WORK TO COMPLETE:
1. Translate this sentence from the POI calculation engine thread into Spanish: "Today their current biggest set is 49k formulas, and it takes ~21 minutes to evaluate."
2. Answer these questions using the POI calculation engine thread:
(a) How long does the same run take once the 2 patches disabling double formula validation are applied?
(b) About how long does the run take when done through HSSF?
(c) Which bug number did Javen O'Neal open?
3. From the POI calculation engine thread, output the part starting at "Patch 2 can" and ending at "https://github.com/moparisthebest/poi/commits/calc_engine )".

PROVIDED PASSAGE:
You are viewing a plain text version of this content. The canonical link for it is here.

Posted to dev@poi.apache.org by moparisthebest <ad...@moparisthebest.com> on 2017/05/30 21:05:04 UTC

[PATCHES] poi as calculation engine

Hi all,

This project I inherited uses POI (XSSF currently) as a sort of
calculation engine, it creates a new spreadsheet, fills it with pages of
data, then fills a page with formulas evaluating them one at a time,
sending the results back to the client.

Today their current biggest set is 49k formulas, and it takes ~21
minutes to evaluate.  If I apply these 2 patches to disable double
formula validation:

https://bz.apache.org/bugzilla/show_bug.cgi?id=61033

The same thing executes in 11 minutes.

In the interest of completeness, I tried SXSSF with a -1 row limit but
killed it at the ~50 minute mark. However, I determined that if I run
the thing through HSSF it executes in about 70 seconds. But, I need a
patch that increases HSSF's limits to XSSF limits, with the
understanding you can't read or write that out, it only works in memory.
 Patch 1 in this 3 part series was actually an existing bug that has
been merged here:

https://bz.apache.org/bugzilla/show_bug.cgi?id=61059

Patch 2 can be merged stand-alone and will speed up existing uses of
HSSF formulas as-is:

https://code.moparisthebest.com/moparisthebest/poi/commit/8ab388eb780b0759367f904455690b5721e7ee6c

The last patch allows you to send in an arbitrary SpreadsheetVersion to
create a blank HSSFWorkbook, I'm guessing this might be somewhat
controversial to merge:

https://code.moparisthebest.com/moparisthebest/poi/commit/4727ab718d374ab86f465e51a83a3ef0018a944a

(these are also available at github if you prefer
https://github.com/moparisthebest/poi/commits/calc_engine )

All current tests pass, no API was changed (only added to), and behavior
is also unchanged unless you create your workbook like 'new
HSSFWorkbook(SpreadsheetVersion.EXCEL2007)', in which case it will let
you write XLSX's limit of rows and formula calculations etc.

Would a patch like this be acceptable?  Any other ideas?

Thanks much,
Travis

---------------------------------------------------------------------
To unsubscribe, e-mail: dev-unsubscribe@poi.apache.org
For additional commands, e-mail: dev-help@poi.apache.org

Re: [PATCHES] poi as calculation engine

Posted by Javen O'Neal <on...@apache.org>.

> How about we adopt a full lazy-evaluation approach for Formula objects?
I opened bug 61136 [1] and took a stab at full lazy evaluation [2].

Travis, would you be willing to test the memory consumption and
execution speed with these changes in HSSF and XSSF relative to trunk
and your patch (8ab388eb78)?

STORED DATA:
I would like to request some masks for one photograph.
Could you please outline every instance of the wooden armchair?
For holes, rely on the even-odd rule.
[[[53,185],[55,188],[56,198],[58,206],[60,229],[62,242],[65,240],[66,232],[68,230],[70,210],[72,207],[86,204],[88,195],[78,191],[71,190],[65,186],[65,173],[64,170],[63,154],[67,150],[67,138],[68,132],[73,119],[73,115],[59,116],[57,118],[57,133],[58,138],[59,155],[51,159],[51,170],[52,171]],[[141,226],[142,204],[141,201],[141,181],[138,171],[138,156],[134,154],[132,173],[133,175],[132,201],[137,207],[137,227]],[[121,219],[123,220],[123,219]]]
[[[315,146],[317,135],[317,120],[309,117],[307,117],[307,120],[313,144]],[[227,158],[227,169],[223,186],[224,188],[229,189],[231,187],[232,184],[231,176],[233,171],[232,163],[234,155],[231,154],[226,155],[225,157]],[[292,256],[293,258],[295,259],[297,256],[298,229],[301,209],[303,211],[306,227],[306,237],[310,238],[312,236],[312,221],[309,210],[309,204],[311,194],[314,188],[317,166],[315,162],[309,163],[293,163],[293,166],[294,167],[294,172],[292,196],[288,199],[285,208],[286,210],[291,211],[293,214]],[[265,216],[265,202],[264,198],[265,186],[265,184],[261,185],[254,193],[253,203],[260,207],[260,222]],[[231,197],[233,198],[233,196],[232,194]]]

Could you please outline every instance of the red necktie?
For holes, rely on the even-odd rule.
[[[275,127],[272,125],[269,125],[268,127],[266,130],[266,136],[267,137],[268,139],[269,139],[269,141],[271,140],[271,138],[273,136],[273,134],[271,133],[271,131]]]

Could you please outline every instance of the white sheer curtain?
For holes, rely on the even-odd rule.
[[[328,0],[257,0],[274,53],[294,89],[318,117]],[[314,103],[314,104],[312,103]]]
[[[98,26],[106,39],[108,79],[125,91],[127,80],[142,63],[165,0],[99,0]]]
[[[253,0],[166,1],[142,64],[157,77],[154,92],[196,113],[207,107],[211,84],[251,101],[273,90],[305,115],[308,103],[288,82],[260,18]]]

RESULTS FOR EACH TASK:
1. Hoy su conjunto actual más grande es de 49k fórmulas, y tarda ~21 minutos en evaluarse.

2.
(a) 11 minutes.
(b) About 70 seconds.
(c) Bug 61136.

3.
Patch 2 can be merged stand-alone and will speed up existing uses of
HSSF formulas as-is:

https://code.moparisthebest.com/moparisthebest/poi/commit/8ab388eb780b0759367f904455690b5721e7ee6c

The last patch allows you to send in an arbitrary SpreadsheetVersion to
create a blank HSSFWorkbook, I'm guessing this might be somewhat
controversial to merge:

https://code.moparisthebest.com/moparisthebest/poi/commit/4727ab718d374ab86f465e51a83a3ef0018a944a

(these are also available at github if you prefer
https://github.com/moparisthebest/poi/commits/calc_engine )